[[ Source data, beginning ]]
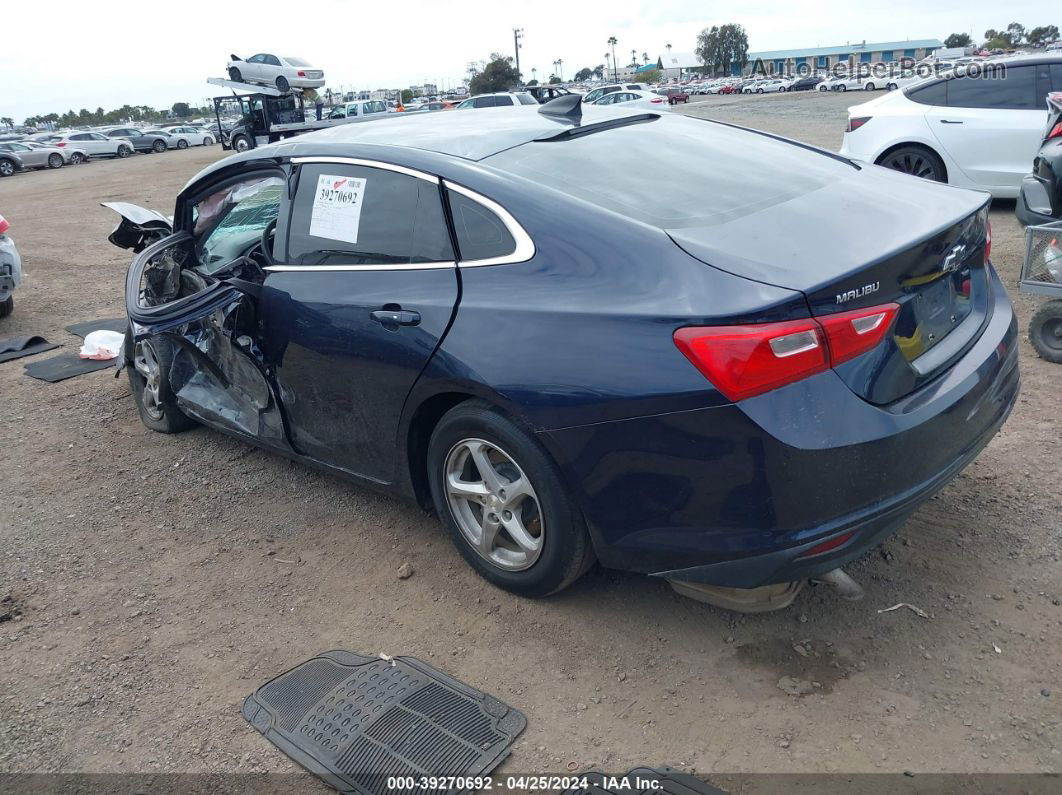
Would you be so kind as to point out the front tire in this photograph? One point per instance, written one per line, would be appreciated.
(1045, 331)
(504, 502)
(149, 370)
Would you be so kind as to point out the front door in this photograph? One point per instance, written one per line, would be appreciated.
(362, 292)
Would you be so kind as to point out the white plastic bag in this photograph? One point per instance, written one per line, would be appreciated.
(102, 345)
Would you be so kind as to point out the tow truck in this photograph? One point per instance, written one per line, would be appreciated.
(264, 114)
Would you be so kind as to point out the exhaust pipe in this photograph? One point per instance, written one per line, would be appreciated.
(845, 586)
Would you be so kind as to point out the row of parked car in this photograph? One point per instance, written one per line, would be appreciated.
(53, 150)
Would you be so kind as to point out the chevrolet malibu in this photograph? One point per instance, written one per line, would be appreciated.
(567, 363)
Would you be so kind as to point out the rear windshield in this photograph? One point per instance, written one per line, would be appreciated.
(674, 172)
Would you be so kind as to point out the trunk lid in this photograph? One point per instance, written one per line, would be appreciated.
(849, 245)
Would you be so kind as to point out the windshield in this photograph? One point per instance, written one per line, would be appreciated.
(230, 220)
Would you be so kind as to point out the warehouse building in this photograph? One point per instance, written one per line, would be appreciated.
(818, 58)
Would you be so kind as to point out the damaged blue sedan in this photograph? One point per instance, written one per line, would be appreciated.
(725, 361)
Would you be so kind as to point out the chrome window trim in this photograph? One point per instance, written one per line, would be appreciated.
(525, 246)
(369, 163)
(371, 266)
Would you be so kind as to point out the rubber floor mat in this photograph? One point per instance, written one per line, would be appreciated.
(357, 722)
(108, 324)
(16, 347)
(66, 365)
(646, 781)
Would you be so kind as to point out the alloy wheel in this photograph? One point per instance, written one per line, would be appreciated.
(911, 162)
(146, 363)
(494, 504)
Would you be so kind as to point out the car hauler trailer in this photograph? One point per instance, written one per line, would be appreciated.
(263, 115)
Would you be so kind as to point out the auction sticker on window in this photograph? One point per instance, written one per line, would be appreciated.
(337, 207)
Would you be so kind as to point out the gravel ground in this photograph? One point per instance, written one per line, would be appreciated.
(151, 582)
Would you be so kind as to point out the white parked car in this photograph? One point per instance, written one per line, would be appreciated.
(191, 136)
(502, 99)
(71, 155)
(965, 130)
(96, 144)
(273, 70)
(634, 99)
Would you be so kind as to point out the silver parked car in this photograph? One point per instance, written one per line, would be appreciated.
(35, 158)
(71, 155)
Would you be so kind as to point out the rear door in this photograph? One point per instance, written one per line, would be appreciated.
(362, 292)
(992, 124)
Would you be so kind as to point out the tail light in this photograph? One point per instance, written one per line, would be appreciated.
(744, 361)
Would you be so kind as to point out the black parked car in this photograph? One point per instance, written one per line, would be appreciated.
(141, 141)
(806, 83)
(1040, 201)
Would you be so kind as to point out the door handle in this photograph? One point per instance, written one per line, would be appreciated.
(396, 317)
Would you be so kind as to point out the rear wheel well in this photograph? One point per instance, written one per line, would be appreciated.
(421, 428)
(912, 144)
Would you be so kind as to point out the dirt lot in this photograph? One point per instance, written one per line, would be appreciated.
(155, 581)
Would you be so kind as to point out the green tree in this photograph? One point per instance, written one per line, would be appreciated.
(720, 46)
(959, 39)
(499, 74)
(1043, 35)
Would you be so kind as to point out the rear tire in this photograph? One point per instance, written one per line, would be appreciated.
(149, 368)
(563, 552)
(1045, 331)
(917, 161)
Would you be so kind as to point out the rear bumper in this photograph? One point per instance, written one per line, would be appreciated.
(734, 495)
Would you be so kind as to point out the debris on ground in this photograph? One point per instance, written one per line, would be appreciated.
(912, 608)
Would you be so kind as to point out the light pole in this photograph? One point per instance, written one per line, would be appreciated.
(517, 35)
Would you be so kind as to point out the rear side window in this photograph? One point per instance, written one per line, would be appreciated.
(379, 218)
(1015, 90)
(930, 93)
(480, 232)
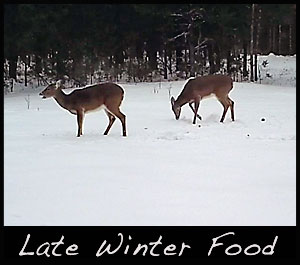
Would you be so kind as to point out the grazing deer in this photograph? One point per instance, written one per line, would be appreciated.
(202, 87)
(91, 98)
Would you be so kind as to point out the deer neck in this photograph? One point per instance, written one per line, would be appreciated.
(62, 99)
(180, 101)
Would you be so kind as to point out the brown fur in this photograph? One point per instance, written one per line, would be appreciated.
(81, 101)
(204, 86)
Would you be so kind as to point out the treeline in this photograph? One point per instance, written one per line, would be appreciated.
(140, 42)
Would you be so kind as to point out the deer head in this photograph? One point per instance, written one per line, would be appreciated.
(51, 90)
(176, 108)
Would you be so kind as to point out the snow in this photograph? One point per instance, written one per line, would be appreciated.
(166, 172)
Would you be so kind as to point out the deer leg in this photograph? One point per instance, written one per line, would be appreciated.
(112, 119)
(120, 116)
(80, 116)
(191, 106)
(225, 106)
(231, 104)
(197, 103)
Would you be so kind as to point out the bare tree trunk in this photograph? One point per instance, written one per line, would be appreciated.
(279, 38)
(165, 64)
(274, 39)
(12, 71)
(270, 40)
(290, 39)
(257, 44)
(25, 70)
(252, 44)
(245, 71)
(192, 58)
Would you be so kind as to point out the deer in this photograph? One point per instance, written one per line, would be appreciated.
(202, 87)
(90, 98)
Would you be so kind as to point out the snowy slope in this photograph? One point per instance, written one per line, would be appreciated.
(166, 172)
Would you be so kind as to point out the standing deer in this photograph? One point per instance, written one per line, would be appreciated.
[[ Source data, end ]]
[[ Source data, beginning ]]
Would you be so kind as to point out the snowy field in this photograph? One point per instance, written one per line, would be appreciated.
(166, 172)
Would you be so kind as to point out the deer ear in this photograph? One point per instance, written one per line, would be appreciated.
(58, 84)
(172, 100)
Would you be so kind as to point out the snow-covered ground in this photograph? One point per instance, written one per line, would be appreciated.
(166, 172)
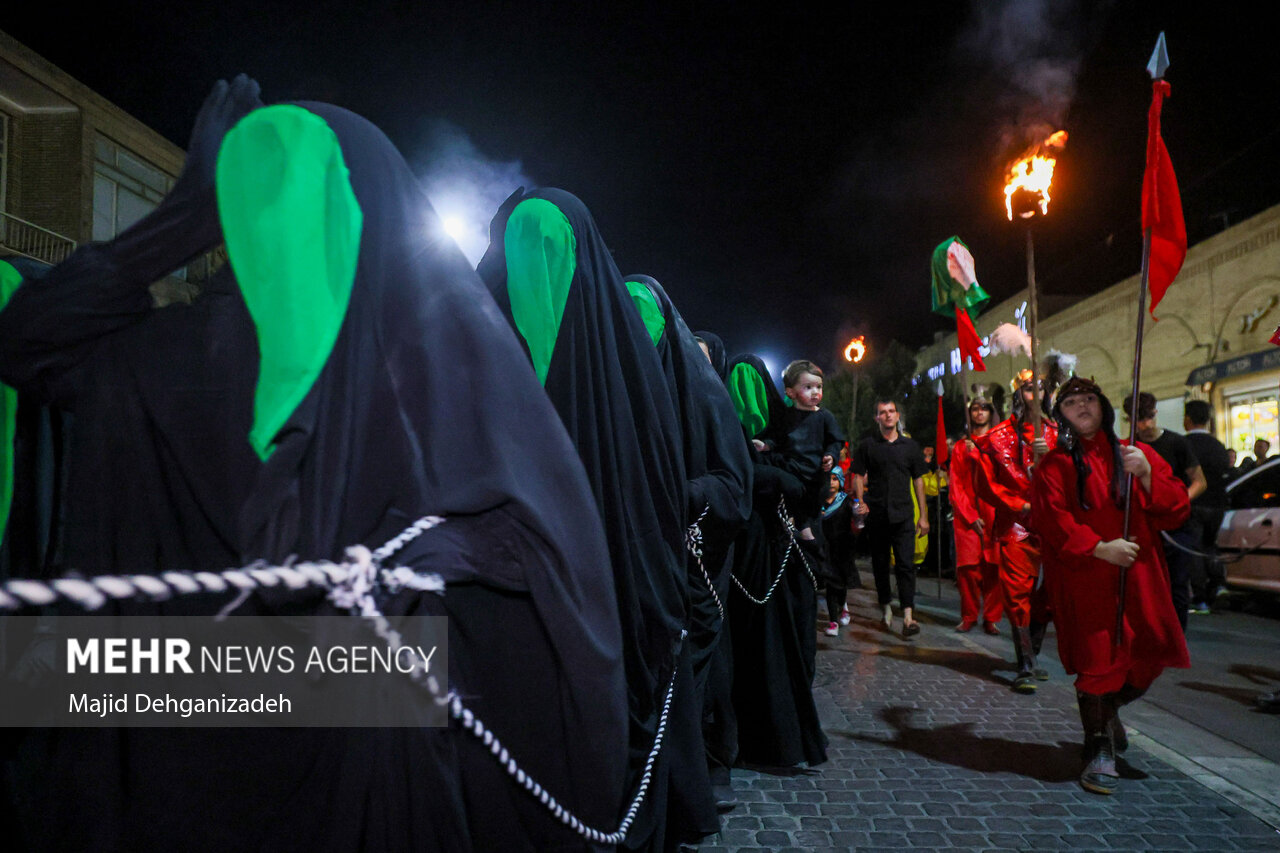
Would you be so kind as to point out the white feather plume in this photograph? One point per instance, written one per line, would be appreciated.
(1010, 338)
[[ Source data, end ]]
Above are records; repeat only the lines starting at the line with "the snowy slope" and ending at the line with "Would you be so kind as to point out the standing", exactly as they appear, both included.

Would you be so kind as to point out the snowy slope in this photograph? One point per instance, written one per line, would be appreciated.
(166, 172)
Would you be so kind as to point out the standing deer in this photograph? One point per instance, written one per line, would be appreciated.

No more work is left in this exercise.